● Text to read
>> START

Trade Mark Registration - v - Trade Mark Use

Author:Ms Emma Lambert
Profession:Pictons Solicitors LLP

The best method of protecting your brand against copying and increasing its value is to register it as a trade mark. Unfortunately registration can be expensive. If you choose not to register your brand it may be protected under UK law by the law of "passing off". Recent Court cases are a reminder that passing off still has teeth but you cannot afford to be complacent even if you do register your brand as a trade mark.

One case in particular, Associated Newspapers Ltd and another v Express Newspapers, carries messages for brand owners.

The Problem

The Claimant, Associated Newspapers, owns the 'Daily Mail', 'The Mail on Sunday' and 'Evening Standard'. The Defendant owns the 'Daily Express' and intended to launch a free evening newspaper in London, in competition with the Evening Standard. Various names were considered for the Defendant's newspaper but each could be shortened to 'The Mail'.

>> END

● Goals
[a] Answer these from the trade mark article:
(i) Under what UK law may an unregistered brand be protected?
(ii) Which newspapers does the Claimant own?
(iii) What kind of newspaper did the Defendant plan to launch in London?
[b] From the trade mark article, extract everything from "The best method" down to "brand as a trade mark.", copied word for word.

● Raw data
>> START

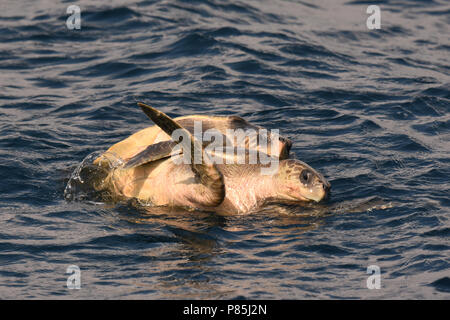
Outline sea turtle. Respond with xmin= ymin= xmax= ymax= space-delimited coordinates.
xmin=93 ymin=103 xmax=330 ymax=214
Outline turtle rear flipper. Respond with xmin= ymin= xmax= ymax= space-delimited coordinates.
xmin=138 ymin=102 xmax=225 ymax=207
xmin=123 ymin=140 xmax=181 ymax=169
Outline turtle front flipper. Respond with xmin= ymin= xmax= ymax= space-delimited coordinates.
xmin=138 ymin=102 xmax=225 ymax=207
xmin=123 ymin=140 xmax=181 ymax=169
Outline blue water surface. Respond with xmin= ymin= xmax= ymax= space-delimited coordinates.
xmin=0 ymin=0 xmax=450 ymax=299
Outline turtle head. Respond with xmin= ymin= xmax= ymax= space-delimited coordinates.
xmin=278 ymin=159 xmax=331 ymax=202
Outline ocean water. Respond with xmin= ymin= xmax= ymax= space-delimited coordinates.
xmin=0 ymin=0 xmax=450 ymax=299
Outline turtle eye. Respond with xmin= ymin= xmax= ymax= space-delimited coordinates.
xmin=300 ymin=169 xmax=311 ymax=184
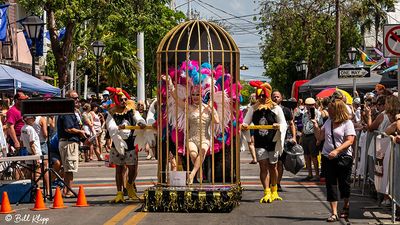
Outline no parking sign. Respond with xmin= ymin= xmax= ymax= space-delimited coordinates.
xmin=383 ymin=24 xmax=400 ymax=58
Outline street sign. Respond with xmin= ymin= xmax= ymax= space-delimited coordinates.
xmin=338 ymin=67 xmax=371 ymax=79
xmin=383 ymin=24 xmax=400 ymax=58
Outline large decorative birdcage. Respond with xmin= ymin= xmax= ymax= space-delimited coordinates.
xmin=144 ymin=20 xmax=242 ymax=212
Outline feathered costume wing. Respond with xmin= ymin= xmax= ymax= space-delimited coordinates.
xmin=210 ymin=91 xmax=232 ymax=137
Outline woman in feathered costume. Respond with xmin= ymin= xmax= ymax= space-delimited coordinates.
xmin=242 ymin=81 xmax=287 ymax=203
xmin=165 ymin=75 xmax=219 ymax=184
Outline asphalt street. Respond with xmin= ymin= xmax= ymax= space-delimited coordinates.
xmin=0 ymin=152 xmax=390 ymax=225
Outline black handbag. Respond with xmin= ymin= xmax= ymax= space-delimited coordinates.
xmin=331 ymin=120 xmax=353 ymax=167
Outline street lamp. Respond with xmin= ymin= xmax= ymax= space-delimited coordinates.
xmin=296 ymin=60 xmax=308 ymax=79
xmin=92 ymin=41 xmax=106 ymax=99
xmin=21 ymin=16 xmax=46 ymax=77
xmin=296 ymin=63 xmax=301 ymax=73
xmin=347 ymin=47 xmax=357 ymax=64
xmin=347 ymin=47 xmax=357 ymax=97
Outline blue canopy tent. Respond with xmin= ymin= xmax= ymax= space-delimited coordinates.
xmin=0 ymin=64 xmax=60 ymax=96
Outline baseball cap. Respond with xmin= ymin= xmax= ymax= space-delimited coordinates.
xmin=23 ymin=116 xmax=35 ymax=120
xmin=353 ymin=98 xmax=361 ymax=105
xmin=14 ymin=92 xmax=29 ymax=100
xmin=304 ymin=98 xmax=315 ymax=105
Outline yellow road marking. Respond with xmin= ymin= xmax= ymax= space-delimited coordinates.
xmin=104 ymin=204 xmax=138 ymax=225
xmin=124 ymin=212 xmax=147 ymax=225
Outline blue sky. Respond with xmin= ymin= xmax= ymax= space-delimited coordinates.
xmin=175 ymin=0 xmax=265 ymax=79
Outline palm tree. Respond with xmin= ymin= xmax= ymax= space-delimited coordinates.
xmin=357 ymin=0 xmax=396 ymax=47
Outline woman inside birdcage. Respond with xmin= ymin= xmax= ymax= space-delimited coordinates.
xmin=162 ymin=61 xmax=231 ymax=184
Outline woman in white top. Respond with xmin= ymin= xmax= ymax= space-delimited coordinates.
xmin=90 ymin=102 xmax=103 ymax=161
xmin=313 ymin=99 xmax=356 ymax=222
xmin=32 ymin=116 xmax=48 ymax=155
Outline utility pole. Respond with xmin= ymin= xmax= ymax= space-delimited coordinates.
xmin=137 ymin=32 xmax=146 ymax=102
xmin=335 ymin=0 xmax=340 ymax=67
xmin=169 ymin=0 xmax=176 ymax=11
xmin=187 ymin=0 xmax=192 ymax=20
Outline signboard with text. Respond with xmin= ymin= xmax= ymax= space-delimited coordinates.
xmin=338 ymin=67 xmax=371 ymax=79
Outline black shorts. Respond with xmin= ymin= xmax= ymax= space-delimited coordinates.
xmin=278 ymin=151 xmax=287 ymax=162
xmin=301 ymin=134 xmax=319 ymax=156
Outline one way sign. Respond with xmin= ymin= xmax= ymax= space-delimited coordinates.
xmin=338 ymin=67 xmax=371 ymax=79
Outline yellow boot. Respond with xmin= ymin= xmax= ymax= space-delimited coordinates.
xmin=110 ymin=191 xmax=125 ymax=203
xmin=271 ymin=184 xmax=282 ymax=202
xmin=126 ymin=182 xmax=139 ymax=200
xmin=260 ymin=188 xmax=272 ymax=203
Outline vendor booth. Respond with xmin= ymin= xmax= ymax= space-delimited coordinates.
xmin=0 ymin=64 xmax=60 ymax=96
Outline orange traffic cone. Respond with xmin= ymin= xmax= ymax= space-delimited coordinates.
xmin=75 ymin=185 xmax=89 ymax=207
xmin=0 ymin=191 xmax=15 ymax=214
xmin=31 ymin=188 xmax=49 ymax=211
xmin=51 ymin=187 xmax=67 ymax=209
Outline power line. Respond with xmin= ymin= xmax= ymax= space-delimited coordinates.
xmin=195 ymin=0 xmax=262 ymax=38
xmin=196 ymin=0 xmax=254 ymax=24
xmin=175 ymin=0 xmax=194 ymax=9
xmin=213 ymin=13 xmax=260 ymax=21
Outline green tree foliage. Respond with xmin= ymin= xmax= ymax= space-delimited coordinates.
xmin=260 ymin=0 xmax=361 ymax=96
xmin=354 ymin=0 xmax=396 ymax=47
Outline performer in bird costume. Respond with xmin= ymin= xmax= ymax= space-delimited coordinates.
xmin=242 ymin=81 xmax=287 ymax=203
xmin=106 ymin=87 xmax=146 ymax=203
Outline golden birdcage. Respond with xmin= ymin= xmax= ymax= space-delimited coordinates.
xmin=144 ymin=20 xmax=241 ymax=211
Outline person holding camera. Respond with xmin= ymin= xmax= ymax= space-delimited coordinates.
xmin=300 ymin=98 xmax=323 ymax=181
xmin=311 ymin=99 xmax=356 ymax=222
xmin=272 ymin=90 xmax=297 ymax=192
xmin=57 ymin=90 xmax=86 ymax=198
xmin=242 ymin=81 xmax=287 ymax=203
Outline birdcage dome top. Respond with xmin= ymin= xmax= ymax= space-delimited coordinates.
xmin=157 ymin=20 xmax=239 ymax=53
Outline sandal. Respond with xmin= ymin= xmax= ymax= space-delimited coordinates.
xmin=339 ymin=208 xmax=349 ymax=218
xmin=326 ymin=214 xmax=339 ymax=223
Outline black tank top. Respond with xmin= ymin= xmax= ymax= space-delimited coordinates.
xmin=252 ymin=109 xmax=277 ymax=152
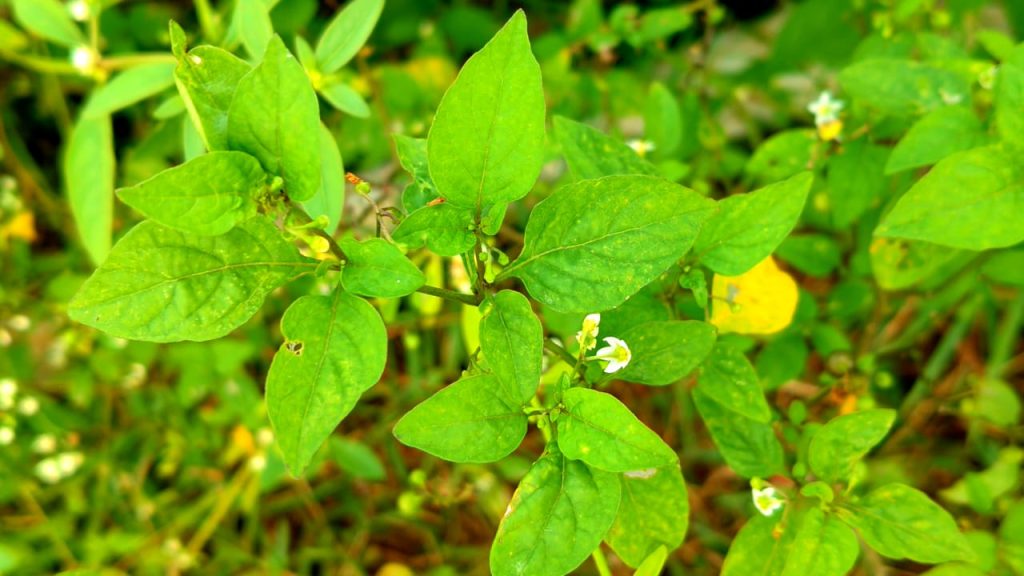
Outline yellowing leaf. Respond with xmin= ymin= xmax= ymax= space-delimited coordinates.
xmin=711 ymin=256 xmax=798 ymax=334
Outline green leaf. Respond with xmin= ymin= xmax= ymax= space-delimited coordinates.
xmin=266 ymin=288 xmax=387 ymax=476
xmin=697 ymin=345 xmax=771 ymax=423
xmin=781 ymin=508 xmax=860 ymax=576
xmin=234 ymin=0 xmax=273 ymax=58
xmin=874 ymin=146 xmax=1024 ymax=250
xmin=605 ymin=464 xmax=690 ymax=567
xmin=499 ymin=175 xmax=715 ymax=313
xmin=427 ymin=10 xmax=545 ymax=213
xmin=82 ymin=63 xmax=174 ymax=118
xmin=10 ymin=0 xmax=86 ymax=48
xmin=339 ymin=238 xmax=426 ymax=298
xmin=828 ymin=138 xmax=889 ymax=228
xmin=838 ymin=484 xmax=974 ymax=564
xmin=118 ymin=152 xmax=266 ymax=236
xmin=554 ymin=116 xmax=658 ymax=180
xmin=316 ymin=0 xmax=384 ymax=74
xmin=643 ymin=81 xmax=683 ymax=158
xmin=480 ymin=290 xmax=544 ymax=406
xmin=63 ymin=116 xmax=117 ymax=265
xmin=693 ymin=388 xmax=784 ymax=478
xmin=174 ymin=46 xmax=252 ymax=151
xmin=886 ymin=106 xmax=987 ymax=174
xmin=839 ymin=58 xmax=971 ymax=116
xmin=68 ymin=217 xmax=307 ymax=342
xmin=394 ymin=374 xmax=526 ymax=462
xmin=227 ymin=36 xmax=321 ymax=202
xmin=391 ymin=202 xmax=476 ymax=256
xmin=302 ymin=123 xmax=345 ymax=234
xmin=615 ymin=319 xmax=717 ymax=386
xmin=807 ymin=410 xmax=896 ymax=483
xmin=321 ymin=82 xmax=370 ymax=118
xmin=693 ymin=172 xmax=814 ymax=276
xmin=558 ymin=388 xmax=678 ymax=472
xmin=490 ymin=451 xmax=622 ymax=576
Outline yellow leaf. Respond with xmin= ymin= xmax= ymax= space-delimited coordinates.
xmin=711 ymin=256 xmax=798 ymax=334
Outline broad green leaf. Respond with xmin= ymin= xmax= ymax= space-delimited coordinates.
xmin=828 ymin=138 xmax=889 ymax=228
xmin=807 ymin=410 xmax=896 ymax=483
xmin=63 ymin=116 xmax=117 ymax=265
xmin=838 ymin=484 xmax=974 ymax=564
xmin=68 ymin=217 xmax=315 ymax=342
xmin=339 ymin=238 xmax=426 ymax=298
xmin=554 ymin=116 xmax=658 ymax=180
xmin=480 ymin=290 xmax=544 ymax=406
xmin=227 ymin=36 xmax=321 ymax=202
xmin=643 ymin=81 xmax=683 ymax=158
xmin=82 ymin=63 xmax=174 ymax=118
xmin=234 ymin=0 xmax=273 ymax=58
xmin=781 ymin=508 xmax=860 ymax=576
xmin=427 ymin=10 xmax=545 ymax=208
xmin=394 ymin=374 xmax=526 ymax=462
xmin=391 ymin=202 xmax=476 ymax=256
xmin=886 ymin=106 xmax=987 ymax=174
xmin=874 ymin=146 xmax=1024 ymax=250
xmin=558 ymin=387 xmax=678 ymax=472
xmin=316 ymin=0 xmax=384 ymax=74
xmin=266 ymin=288 xmax=387 ymax=476
xmin=615 ymin=317 xmax=717 ymax=386
xmin=697 ymin=345 xmax=771 ymax=423
xmin=118 ymin=152 xmax=266 ymax=236
xmin=321 ymin=82 xmax=370 ymax=118
xmin=10 ymin=0 xmax=86 ymax=47
xmin=604 ymin=464 xmax=690 ymax=567
xmin=693 ymin=388 xmax=784 ymax=478
xmin=693 ymin=172 xmax=814 ymax=276
xmin=174 ymin=46 xmax=252 ymax=151
xmin=302 ymin=123 xmax=345 ymax=234
xmin=839 ymin=58 xmax=971 ymax=116
xmin=490 ymin=451 xmax=622 ymax=576
xmin=499 ymin=175 xmax=716 ymax=313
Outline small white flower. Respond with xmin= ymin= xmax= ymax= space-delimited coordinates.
xmin=36 ymin=458 xmax=61 ymax=484
xmin=751 ymin=486 xmax=783 ymax=516
xmin=0 ymin=426 xmax=14 ymax=446
xmin=68 ymin=0 xmax=89 ymax=22
xmin=626 ymin=138 xmax=657 ymax=157
xmin=577 ymin=314 xmax=601 ymax=349
xmin=594 ymin=336 xmax=633 ymax=374
xmin=17 ymin=396 xmax=39 ymax=416
xmin=71 ymin=45 xmax=98 ymax=74
xmin=32 ymin=434 xmax=57 ymax=454
xmin=807 ymin=90 xmax=843 ymax=126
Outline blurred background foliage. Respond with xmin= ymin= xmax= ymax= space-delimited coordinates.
xmin=0 ymin=0 xmax=1024 ymax=576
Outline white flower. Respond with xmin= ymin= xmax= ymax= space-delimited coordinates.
xmin=594 ymin=336 xmax=633 ymax=374
xmin=751 ymin=486 xmax=783 ymax=516
xmin=32 ymin=434 xmax=57 ymax=454
xmin=68 ymin=0 xmax=89 ymax=22
xmin=71 ymin=45 xmax=98 ymax=74
xmin=17 ymin=396 xmax=39 ymax=416
xmin=626 ymin=138 xmax=656 ymax=157
xmin=577 ymin=314 xmax=601 ymax=349
xmin=807 ymin=90 xmax=843 ymax=126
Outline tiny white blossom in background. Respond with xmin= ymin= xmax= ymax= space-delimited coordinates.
xmin=751 ymin=486 xmax=783 ymax=516
xmin=71 ymin=46 xmax=97 ymax=74
xmin=577 ymin=314 xmax=601 ymax=349
xmin=807 ymin=90 xmax=843 ymax=126
xmin=68 ymin=0 xmax=89 ymax=22
xmin=594 ymin=336 xmax=633 ymax=374
xmin=626 ymin=138 xmax=656 ymax=157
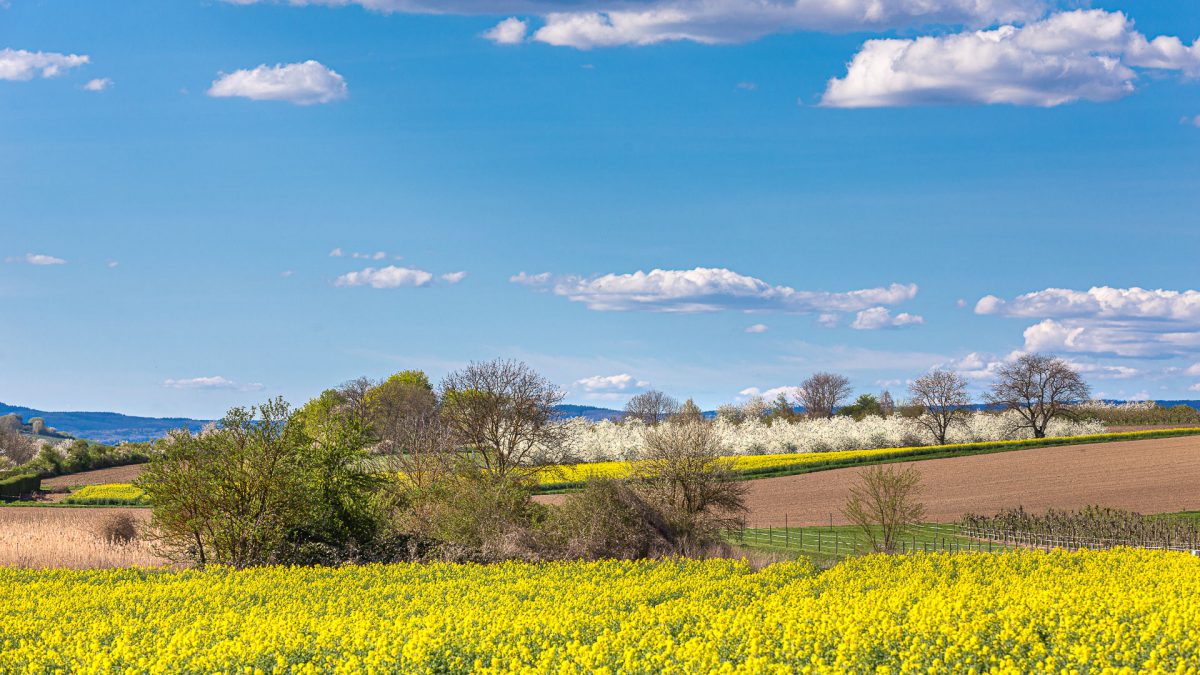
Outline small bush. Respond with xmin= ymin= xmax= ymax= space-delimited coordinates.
xmin=96 ymin=513 xmax=138 ymax=546
xmin=546 ymin=479 xmax=679 ymax=560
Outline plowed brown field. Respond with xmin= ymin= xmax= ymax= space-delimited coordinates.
xmin=748 ymin=436 xmax=1200 ymax=525
xmin=539 ymin=436 xmax=1200 ymax=526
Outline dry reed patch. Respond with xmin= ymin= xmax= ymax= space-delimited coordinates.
xmin=0 ymin=507 xmax=167 ymax=569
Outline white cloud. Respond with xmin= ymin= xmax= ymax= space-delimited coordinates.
xmin=850 ymin=307 xmax=925 ymax=330
xmin=1025 ymin=318 xmax=1200 ymax=358
xmin=5 ymin=253 xmax=66 ymax=265
xmin=83 ymin=77 xmax=113 ymax=91
xmin=208 ymin=60 xmax=349 ymax=106
xmin=976 ymin=286 xmax=1200 ymax=358
xmin=162 ymin=375 xmax=263 ymax=392
xmin=510 ymin=268 xmax=917 ymax=312
xmin=976 ymin=286 xmax=1200 ymax=322
xmin=484 ymin=17 xmax=529 ymax=44
xmin=738 ymin=387 xmax=800 ymax=401
xmin=821 ymin=10 xmax=1200 ymax=108
xmin=575 ymin=372 xmax=650 ymax=393
xmin=334 ymin=265 xmax=433 ymax=288
xmin=226 ymin=0 xmax=1046 ymax=49
xmin=0 ymin=49 xmax=89 ymax=82
xmin=509 ymin=271 xmax=552 ymax=288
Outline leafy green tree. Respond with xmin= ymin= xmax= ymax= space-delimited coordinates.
xmin=138 ymin=394 xmax=379 ymax=567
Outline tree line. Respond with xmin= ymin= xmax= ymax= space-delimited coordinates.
xmin=638 ymin=354 xmax=1091 ymax=444
xmin=138 ymin=359 xmax=745 ymax=567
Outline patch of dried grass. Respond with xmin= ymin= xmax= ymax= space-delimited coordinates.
xmin=0 ymin=507 xmax=168 ymax=569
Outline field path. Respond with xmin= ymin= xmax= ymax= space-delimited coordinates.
xmin=748 ymin=436 xmax=1200 ymax=525
xmin=538 ymin=436 xmax=1200 ymax=526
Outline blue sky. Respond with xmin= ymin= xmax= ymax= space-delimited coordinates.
xmin=0 ymin=0 xmax=1200 ymax=417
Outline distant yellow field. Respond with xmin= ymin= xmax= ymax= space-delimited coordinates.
xmin=538 ymin=429 xmax=1200 ymax=488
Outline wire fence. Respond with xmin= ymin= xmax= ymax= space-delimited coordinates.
xmin=730 ymin=516 xmax=1200 ymax=557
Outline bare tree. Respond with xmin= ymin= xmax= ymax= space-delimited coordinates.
xmin=841 ymin=465 xmax=925 ymax=554
xmin=625 ymin=389 xmax=679 ymax=425
xmin=442 ymin=359 xmax=565 ymax=478
xmin=0 ymin=418 xmax=37 ymax=465
xmin=908 ymin=369 xmax=971 ymax=446
xmin=670 ymin=399 xmax=704 ymax=422
xmin=797 ymin=372 xmax=851 ymax=419
xmin=986 ymin=354 xmax=1091 ymax=438
xmin=368 ymin=377 xmax=455 ymax=488
xmin=337 ymin=377 xmax=374 ymax=429
xmin=880 ymin=389 xmax=896 ymax=417
xmin=634 ymin=418 xmax=746 ymax=545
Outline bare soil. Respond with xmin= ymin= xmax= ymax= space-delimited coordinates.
xmin=0 ymin=506 xmax=168 ymax=569
xmin=538 ymin=436 xmax=1200 ymax=526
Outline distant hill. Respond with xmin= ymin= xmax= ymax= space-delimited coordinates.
xmin=9 ymin=400 xmax=1200 ymax=443
xmin=0 ymin=404 xmax=208 ymax=443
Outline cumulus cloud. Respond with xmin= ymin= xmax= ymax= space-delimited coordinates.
xmin=334 ymin=265 xmax=433 ymax=288
xmin=976 ymin=286 xmax=1200 ymax=358
xmin=850 ymin=307 xmax=925 ymax=330
xmin=227 ymin=0 xmax=1046 ymax=49
xmin=738 ymin=387 xmax=800 ymax=401
xmin=510 ymin=268 xmax=917 ymax=312
xmin=976 ymin=286 xmax=1200 ymax=323
xmin=5 ymin=253 xmax=66 ymax=265
xmin=484 ymin=17 xmax=529 ymax=44
xmin=83 ymin=77 xmax=113 ymax=91
xmin=209 ymin=60 xmax=349 ymax=106
xmin=1025 ymin=318 xmax=1200 ymax=358
xmin=821 ymin=10 xmax=1200 ymax=108
xmin=575 ymin=372 xmax=650 ymax=393
xmin=162 ymin=375 xmax=263 ymax=392
xmin=0 ymin=49 xmax=89 ymax=82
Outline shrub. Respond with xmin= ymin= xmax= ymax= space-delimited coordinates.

>> END

● Answers to the exercises
[a]
(i) The law of "passing off".
(ii) The 'Daily Mail', 'The Mail on Sunday' and 'Evening Standard'.
(iii) A free evening newspaper.

[b]
The best method of protecting your brand against copying and increasing its value is to register it as a trade mark. Unfortunately registration can be expensive. If you choose not to register your brand it may be protected under UK law by the law of "passing off". Recent Court cases are a reminder that passing off still has teeth but you cannot afford to be complacent even if you do register your brand as a trade mark.